__WHAT YOU WILL DO__. The expected answer is the data below, printed verbatim without its pictures.

Saved entries
[Start of Attachment]
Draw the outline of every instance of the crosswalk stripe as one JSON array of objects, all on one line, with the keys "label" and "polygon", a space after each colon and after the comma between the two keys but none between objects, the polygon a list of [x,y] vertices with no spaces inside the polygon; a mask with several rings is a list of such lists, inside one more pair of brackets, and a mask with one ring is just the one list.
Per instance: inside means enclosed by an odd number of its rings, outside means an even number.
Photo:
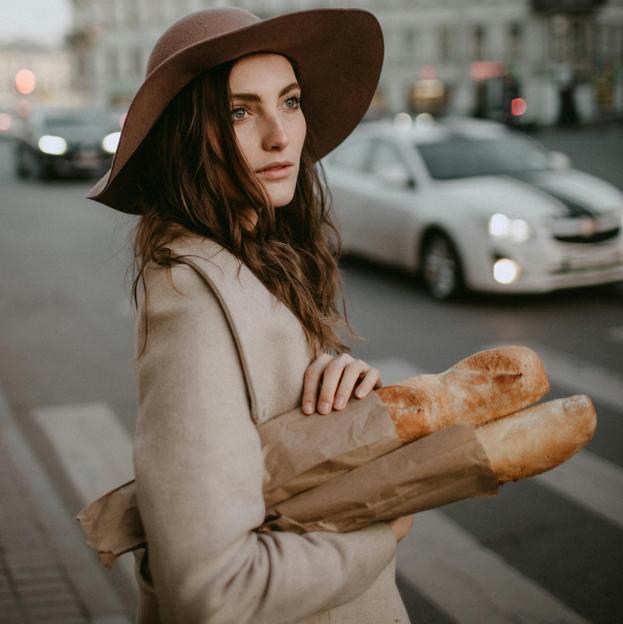
[{"label": "crosswalk stripe", "polygon": [[[132,438],[105,403],[40,407],[32,416],[83,505],[133,478]],[[134,557],[117,565],[134,586]]]},{"label": "crosswalk stripe", "polygon": [[623,529],[623,470],[615,464],[590,451],[580,451],[534,478]]},{"label": "crosswalk stripe", "polygon": [[461,624],[587,624],[440,511],[417,514],[400,543],[400,576]]},{"label": "crosswalk stripe", "polygon": [[41,407],[33,418],[83,502],[132,479],[130,434],[105,403]]},{"label": "crosswalk stripe", "polygon": [[[565,353],[529,340],[523,346],[536,351],[545,364],[547,376],[556,385],[572,389],[575,393],[588,394],[594,401],[620,411],[623,406],[623,375],[603,366],[587,362],[571,353]],[[493,343],[483,349],[502,346]]]},{"label": "crosswalk stripe", "polygon": [[[523,342],[539,354],[551,381],[621,411],[623,376],[535,341]],[[484,348],[500,346],[491,344]],[[599,427],[599,424],[597,424]],[[581,451],[555,470],[535,477],[549,488],[623,528],[623,470],[590,451]]]},{"label": "crosswalk stripe", "polygon": [[[396,358],[370,364],[384,385],[426,372]],[[620,527],[622,477],[618,466],[581,451],[535,478]],[[415,522],[411,547],[409,534],[399,551],[400,574],[458,622],[584,621],[442,512],[419,513]]]},{"label": "crosswalk stripe", "polygon": [[[493,346],[495,345],[482,348],[492,348]],[[531,345],[531,348],[534,348],[539,355],[544,351],[544,348],[539,345]],[[375,362],[374,366],[381,371],[385,385],[425,372],[405,360],[398,359],[380,360]],[[578,366],[577,363],[575,366]],[[586,368],[586,366],[586,364],[580,365],[581,368]],[[549,365],[546,362],[550,378],[556,375],[560,376],[557,367],[558,362],[554,363],[553,360],[550,360]],[[600,378],[603,382],[605,373],[600,373]],[[567,380],[565,387],[577,392],[579,389],[572,388],[571,379]],[[609,384],[610,382],[608,382]],[[602,390],[604,387],[606,387],[605,382],[602,383]],[[591,397],[594,397],[595,394],[595,392],[590,391]],[[534,479],[588,509],[591,513],[604,518],[614,526],[623,528],[623,470],[616,464],[602,459],[590,451],[582,450],[564,464],[537,475]]]}]

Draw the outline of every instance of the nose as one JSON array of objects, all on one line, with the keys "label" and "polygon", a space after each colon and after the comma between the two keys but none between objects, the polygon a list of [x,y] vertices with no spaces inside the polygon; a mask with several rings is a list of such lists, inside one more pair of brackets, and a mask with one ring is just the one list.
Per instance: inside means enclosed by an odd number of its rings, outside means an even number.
[End of Attachment]
__EXERCISE SOLUTION__.
Draw the outline of every instance of the crosswalk stripe as one JSON array of objects, all on one line, with the keys "label" and "polygon", a space after each colon and after the comma between the two keys but none between objects, the polygon a list of [x,y] vertices with no spaces inside the polygon; a mask with several rings is a list of such lists, inside one more pair of brackets, and a mask with one ring is just the one list.
Per instance: inside means enclosed by an odd number of its rings, outside means an even number.
Photo:
[{"label": "crosswalk stripe", "polygon": [[[132,438],[105,403],[40,407],[32,416],[83,505],[133,478]],[[134,557],[117,565],[134,586]]]},{"label": "crosswalk stripe", "polygon": [[623,529],[623,470],[615,464],[590,451],[580,451],[534,478]]},{"label": "crosswalk stripe", "polygon": [[461,624],[587,624],[440,511],[417,514],[400,543],[400,576]]},{"label": "crosswalk stripe", "polygon": [[41,407],[33,418],[83,502],[132,479],[130,434],[105,403]]},{"label": "crosswalk stripe", "polygon": [[[565,353],[529,340],[523,346],[536,351],[545,364],[547,376],[556,385],[572,389],[575,393],[588,394],[594,401],[620,411],[623,406],[623,375],[603,366],[587,362],[571,353]],[[493,343],[483,349],[502,346]]]},{"label": "crosswalk stripe", "polygon": [[[523,342],[539,354],[551,381],[621,411],[623,376],[535,341]],[[484,348],[500,346],[491,344]],[[599,427],[599,424],[597,424]],[[581,451],[555,470],[535,477],[549,488],[623,528],[623,470],[590,451]]]},{"label": "crosswalk stripe", "polygon": [[[396,358],[370,364],[384,385],[426,372]],[[620,527],[622,477],[618,466],[581,451],[535,478]],[[415,522],[411,547],[409,534],[399,551],[400,574],[458,622],[584,621],[442,512],[419,513]]]},{"label": "crosswalk stripe", "polygon": [[[493,346],[495,345],[482,348],[492,348]],[[531,345],[531,348],[534,348],[539,355],[544,351],[544,348],[539,345]],[[375,362],[374,366],[381,371],[385,385],[425,372],[405,360],[398,359],[380,360]],[[578,366],[577,363],[575,366]],[[586,368],[586,366],[586,364],[580,365],[581,368]],[[549,365],[546,362],[550,378],[556,375],[560,376],[557,367],[558,362],[554,363],[553,360],[550,360]],[[600,378],[603,382],[605,373],[600,373]],[[567,380],[565,387],[577,392],[579,389],[572,388],[571,379]],[[609,384],[610,382],[608,382]],[[602,390],[604,387],[606,387],[605,382],[602,383]],[[591,397],[594,397],[595,394],[595,392],[590,391]],[[534,479],[588,509],[591,513],[604,518],[614,526],[623,528],[623,470],[616,464],[602,459],[590,451],[582,450],[564,464],[537,475]]]}]

Draw the outline of every instance of the nose as one JSON array of objects, all on one line, with the keys "label" and "polygon", a space after each colon and after the comma between the two keys but none between objects, the polygon a list of [x,y] vertices with no spaces inside the polygon; a mask with several rings is a list of such lists, inside one more pair of brackets, and a mask with one ring is just the one list.
Per instance: inside means enclosed by an odd number of its rings, outside means an even number.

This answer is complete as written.